**Document excerpt**:
------

Which was weird because, prior to that, Furman himself had written a comic where an alternate timeline Unicron didn't know what the regular timeline Unicron was thinking.
 

Sabrblade

Continuity Nutcase
Citizen
Which was weird because, prior to that, Furman himself had written a comic where an alternate timeline Unicron didn't know what the regular timeline Unicron was thinking.
I guess it simply boils down to the differences between alternate timelines and alternate universes. "Rhythms of Darkness" was an alternate timeline whose Unicron was still some version of the main Marvel G1 Unicron. The Dreamwave Armada comics, however, were a completely alternate universe altogether separate from Marvel G1, in such a way that a Unicron native to that universe would have been a fully separate entity from Marvel G1 Unicron. Evidently, Furman did not want there to be a Unicron who was not connected to the Marvel G1 Unicron, his Unicron, in any way.

------

**Exercise task**:
Answer these about the Unicron forum post.
(a) Who wrote the comic in which an alternate timeline Unicron didn't know what the regular timeline Unicron was thinking?
(b) Which story is named as an alternate timeline whose Unicron was still some version of the main Marvel G1 Unicron?
(c) Which comics are described as a completely alternate universe separate from Marvel G1?
The data that comes next is separate material, unconnected to the Unicron forum post.

**Given information**:

------

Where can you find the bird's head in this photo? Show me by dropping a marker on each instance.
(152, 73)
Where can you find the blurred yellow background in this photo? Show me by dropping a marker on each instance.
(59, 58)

------

**Completed task**:
(a) Furman
(b) "Rhythms of Darkness"
(c) The Dreamwave Armada comics